TASK OBJECTIVE ▸ Rewrite the records below, replacing "white dress shirt" with "white button-down shirt" and leaving everything else unchanged.

DATA IN THIS EXERCISE ▸
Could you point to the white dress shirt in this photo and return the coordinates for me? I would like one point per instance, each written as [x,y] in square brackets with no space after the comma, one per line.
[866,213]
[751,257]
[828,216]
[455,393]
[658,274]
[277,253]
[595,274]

SOLUTION TO THE PROBLEM ▸
Could you point to the white button-down shirt in this photo and return the coordinates for me? I would like one point per instance, each written as [x,y] in square brackets with no space after the comma, one per line.
[866,213]
[751,257]
[828,216]
[455,393]
[658,274]
[277,253]
[595,274]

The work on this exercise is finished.